Who says you can’t go home again?
Six weeks after his defibrillating performance at the ’99 Grammys, Ricky Martin is returning to Puerto Rico. It’s a drizzly morning at San Juan’s Aeropuerto Internacional, but bad weather and a police blockade haven’t deterred hundreds of hysterical fans from gathering to watch. Though the swivel-hipped former Menudo member isn’t a household name in America (yet), here he’s a global phenomenon. His four solo records have sold more than 13 million copies; he’s exported Puerto Rican pop to Australia and Europe, filled stadiums in Asia (though he sings in Spanish), and charted in Israel and India; his throbbing showcase at the 1998 World Cup was broadcast to 2 billion people. He’s been blessed by the Pope. Needless to say, the locals are a little excited he’s home.
Suddenly, a rented Learjet pierces the clouds and coasts down the runway. Like a blond-highlighted cross between Tom Cruise and Montgomery Clift, Martin, 27, emerges from the plane, displays what Grammy hostess Rosie O’Donnell labeled ”a cutie patootie,” and is whisked to an idling chopper that will take him to a press conference at the San Juan Ritz. The hotel is a five-minute drive away, but at home Martin must travel by helicopter. ”He has to,” explains Yolanda Rosaly, a reporter with San Juan’s El Mundo. ”Last time there were 20,000 people, and trouble with the police.”
Martin has needed major crowd control since the Grammys. His leather-pants, electro-pelvis version of ”La Copa de la Vida” single-handedly goosed a very dull telecast, earning him a standing ovation and alarmingly predatory glances from such audience members as Trudie Styler (sitting next to husband Sting). The next morning, women and gay men across the nation awoke and wondered: Why don’t I know this guy?
Why indeed? Martin’s fourth record, the Grammy-winning Vuelve, has already gone platinum in the U.S., outselling recent efforts by Van Halen and Phil Collins. The quick answer is, Martin records in Spanish. And in the gringo-centric heartland, you’re no one until Rosie says so. ”You said it, not me. But I don’t want to say I’ve been ignored,” says Martin, citing sold-out shows in New York, L.A., and South Beach, Miami (his current ”Langlo” headquarters). ”Until now, the priorities have been other countries.”

- **MATERIAL PROVIDED**

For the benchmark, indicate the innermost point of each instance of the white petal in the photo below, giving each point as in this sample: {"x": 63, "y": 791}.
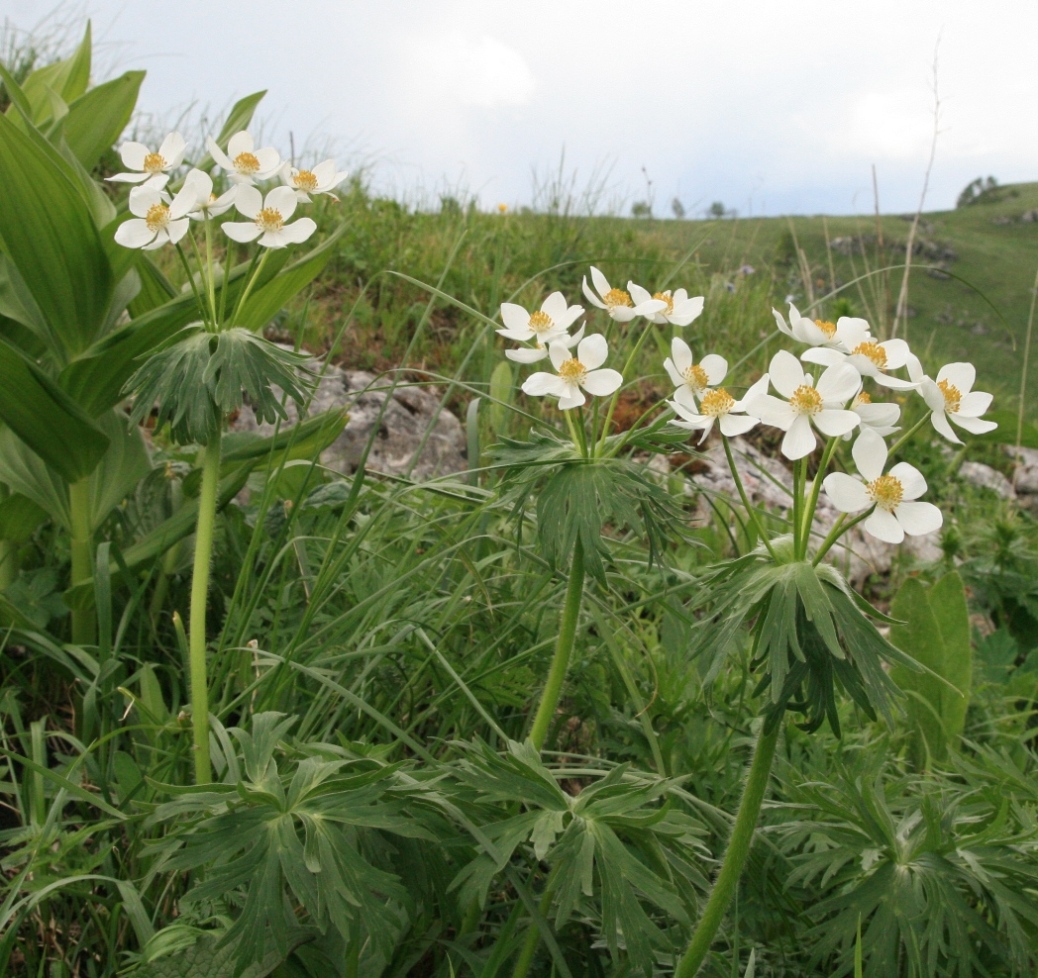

- **INSTRUCTION 1**
Rewrite the Ricky Martin article between "Who says you" and "excited he’s home.", inclusive, replacing "drizzly" with "rainy".
- **INSTRUCTION 2**
Summarize the Ricky Martin article in two sentences.

- **FULL OUTPUT 1**
Who says you can’t go home again?
Six weeks after his defibrillating performance at the ’99 Grammys, Ricky Martin is returning to Puerto Rico. It’s a rainy morning at San Juan’s Aeropuerto Internacional, but bad weather and a police blockade haven’t deterred hundreds of hysterical fans from gathering to watch. Though the swivel-hipped former Menudo member isn’t a household name in America (yet), here he’s a global phenomenon. His four solo records have sold more than 13 million copies; he’s exported Puerto Rican pop to Australia and Europe, filled stadiums in Asia (though he sings in Spanish), and charted in Israel and India; his throbbing showcase at the 1998 World Cup was broadcast to 2 billion people. He’s been blessed by the Pope. Needless to say, the locals are a little excited he’s home.

- **FULL OUTPUT 2**
Six weeks after a Grammy performance that left women and gay men across the nation wondering who he was, Ricky Martin returned to Puerto Rico, where hundreds of fans gathered at the airport despite the weather and a police blockade. He isn't yet a household name in America, largely because he records in Spanish, but his four solo records have sold more than 13 million copies, and his Grammy-winning album Vuelve has already gone platinum in the U.S.